Stated problem: Count the lines in the material below that contain the string "grass", and reply with only that number.

Supplied entries:

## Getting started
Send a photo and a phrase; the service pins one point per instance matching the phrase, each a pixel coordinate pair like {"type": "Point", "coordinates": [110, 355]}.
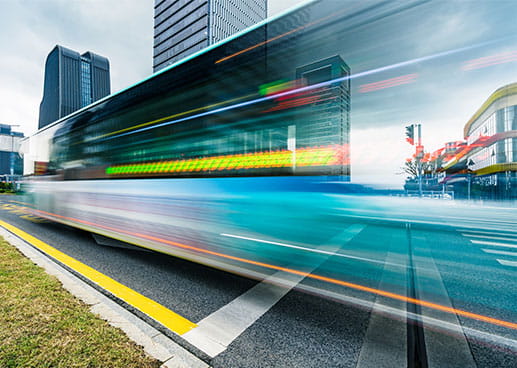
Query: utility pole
{"type": "Point", "coordinates": [419, 150]}
{"type": "Point", "coordinates": [11, 158]}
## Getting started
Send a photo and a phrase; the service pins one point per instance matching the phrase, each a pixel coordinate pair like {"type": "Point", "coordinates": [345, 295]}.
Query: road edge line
{"type": "Point", "coordinates": [155, 343]}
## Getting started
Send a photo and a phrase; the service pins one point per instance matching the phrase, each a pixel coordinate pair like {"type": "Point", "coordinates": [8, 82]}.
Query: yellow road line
{"type": "Point", "coordinates": [156, 311]}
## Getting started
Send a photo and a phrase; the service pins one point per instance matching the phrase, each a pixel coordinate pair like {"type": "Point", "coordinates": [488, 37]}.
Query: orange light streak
{"type": "Point", "coordinates": [350, 285]}
{"type": "Point", "coordinates": [392, 82]}
{"type": "Point", "coordinates": [483, 62]}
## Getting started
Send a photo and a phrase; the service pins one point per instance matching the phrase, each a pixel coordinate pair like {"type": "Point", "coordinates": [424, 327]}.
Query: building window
{"type": "Point", "coordinates": [86, 84]}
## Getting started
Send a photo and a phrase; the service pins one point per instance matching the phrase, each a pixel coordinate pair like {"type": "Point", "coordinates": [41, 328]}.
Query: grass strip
{"type": "Point", "coordinates": [43, 325]}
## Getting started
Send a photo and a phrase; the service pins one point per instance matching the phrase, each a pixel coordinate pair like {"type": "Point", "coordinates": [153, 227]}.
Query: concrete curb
{"type": "Point", "coordinates": [155, 343]}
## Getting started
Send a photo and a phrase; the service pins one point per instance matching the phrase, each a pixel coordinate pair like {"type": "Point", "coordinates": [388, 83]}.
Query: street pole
{"type": "Point", "coordinates": [419, 160]}
{"type": "Point", "coordinates": [11, 163]}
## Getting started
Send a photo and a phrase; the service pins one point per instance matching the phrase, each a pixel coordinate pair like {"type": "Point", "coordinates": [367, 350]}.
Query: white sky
{"type": "Point", "coordinates": [121, 30]}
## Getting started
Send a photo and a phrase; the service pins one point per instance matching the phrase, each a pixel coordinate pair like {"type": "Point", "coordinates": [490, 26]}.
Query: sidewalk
{"type": "Point", "coordinates": [44, 325]}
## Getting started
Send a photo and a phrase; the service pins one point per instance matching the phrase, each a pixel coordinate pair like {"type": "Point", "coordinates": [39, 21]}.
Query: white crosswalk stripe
{"type": "Point", "coordinates": [495, 244]}
{"type": "Point", "coordinates": [507, 263]}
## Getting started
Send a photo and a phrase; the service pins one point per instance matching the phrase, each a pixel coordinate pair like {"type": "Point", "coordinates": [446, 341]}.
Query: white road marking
{"type": "Point", "coordinates": [495, 244]}
{"type": "Point", "coordinates": [490, 237]}
{"type": "Point", "coordinates": [314, 250]}
{"type": "Point", "coordinates": [217, 331]}
{"type": "Point", "coordinates": [384, 343]}
{"type": "Point", "coordinates": [513, 254]}
{"type": "Point", "coordinates": [507, 263]}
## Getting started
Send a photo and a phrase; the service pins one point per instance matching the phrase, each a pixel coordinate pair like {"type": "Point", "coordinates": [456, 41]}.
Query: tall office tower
{"type": "Point", "coordinates": [182, 27]}
{"type": "Point", "coordinates": [72, 81]}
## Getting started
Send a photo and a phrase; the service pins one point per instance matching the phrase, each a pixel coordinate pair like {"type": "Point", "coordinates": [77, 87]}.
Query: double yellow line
{"type": "Point", "coordinates": [149, 307]}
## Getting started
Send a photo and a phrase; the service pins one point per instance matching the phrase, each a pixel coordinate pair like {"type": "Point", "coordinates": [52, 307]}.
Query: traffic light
{"type": "Point", "coordinates": [410, 134]}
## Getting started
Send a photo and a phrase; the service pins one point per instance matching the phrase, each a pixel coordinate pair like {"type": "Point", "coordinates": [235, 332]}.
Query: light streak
{"type": "Point", "coordinates": [505, 57]}
{"type": "Point", "coordinates": [330, 280]}
{"type": "Point", "coordinates": [392, 82]}
{"type": "Point", "coordinates": [172, 116]}
{"type": "Point", "coordinates": [320, 156]}
{"type": "Point", "coordinates": [281, 36]}
{"type": "Point", "coordinates": [302, 89]}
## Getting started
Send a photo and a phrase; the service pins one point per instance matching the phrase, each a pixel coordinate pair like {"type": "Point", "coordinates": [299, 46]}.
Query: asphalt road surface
{"type": "Point", "coordinates": [466, 276]}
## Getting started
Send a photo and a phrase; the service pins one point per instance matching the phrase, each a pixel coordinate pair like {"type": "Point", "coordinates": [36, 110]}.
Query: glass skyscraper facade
{"type": "Point", "coordinates": [72, 81]}
{"type": "Point", "coordinates": [182, 27]}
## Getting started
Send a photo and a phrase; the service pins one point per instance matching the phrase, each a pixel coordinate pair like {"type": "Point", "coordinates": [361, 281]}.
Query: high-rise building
{"type": "Point", "coordinates": [182, 27]}
{"type": "Point", "coordinates": [10, 161]}
{"type": "Point", "coordinates": [72, 81]}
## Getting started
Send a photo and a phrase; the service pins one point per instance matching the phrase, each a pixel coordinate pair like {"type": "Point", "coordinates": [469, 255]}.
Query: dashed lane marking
{"type": "Point", "coordinates": [494, 244]}
{"type": "Point", "coordinates": [492, 251]}
{"type": "Point", "coordinates": [156, 311]}
{"type": "Point", "coordinates": [507, 263]}
{"type": "Point", "coordinates": [217, 331]}
{"type": "Point", "coordinates": [500, 238]}
{"type": "Point", "coordinates": [312, 250]}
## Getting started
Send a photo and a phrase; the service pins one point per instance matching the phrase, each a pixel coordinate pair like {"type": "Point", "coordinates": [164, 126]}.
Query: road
{"type": "Point", "coordinates": [353, 308]}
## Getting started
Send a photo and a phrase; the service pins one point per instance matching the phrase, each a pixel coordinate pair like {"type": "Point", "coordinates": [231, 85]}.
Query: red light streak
{"type": "Point", "coordinates": [388, 83]}
{"type": "Point", "coordinates": [506, 57]}
{"type": "Point", "coordinates": [350, 285]}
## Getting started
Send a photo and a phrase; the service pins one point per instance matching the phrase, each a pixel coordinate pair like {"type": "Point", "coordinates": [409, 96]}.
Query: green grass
{"type": "Point", "coordinates": [43, 325]}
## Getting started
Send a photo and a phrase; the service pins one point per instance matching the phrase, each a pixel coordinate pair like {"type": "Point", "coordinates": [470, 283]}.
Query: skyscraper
{"type": "Point", "coordinates": [72, 81]}
{"type": "Point", "coordinates": [182, 27]}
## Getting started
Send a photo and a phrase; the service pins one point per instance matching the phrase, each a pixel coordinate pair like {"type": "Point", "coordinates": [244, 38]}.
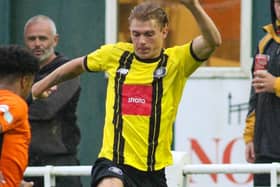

The answer: 2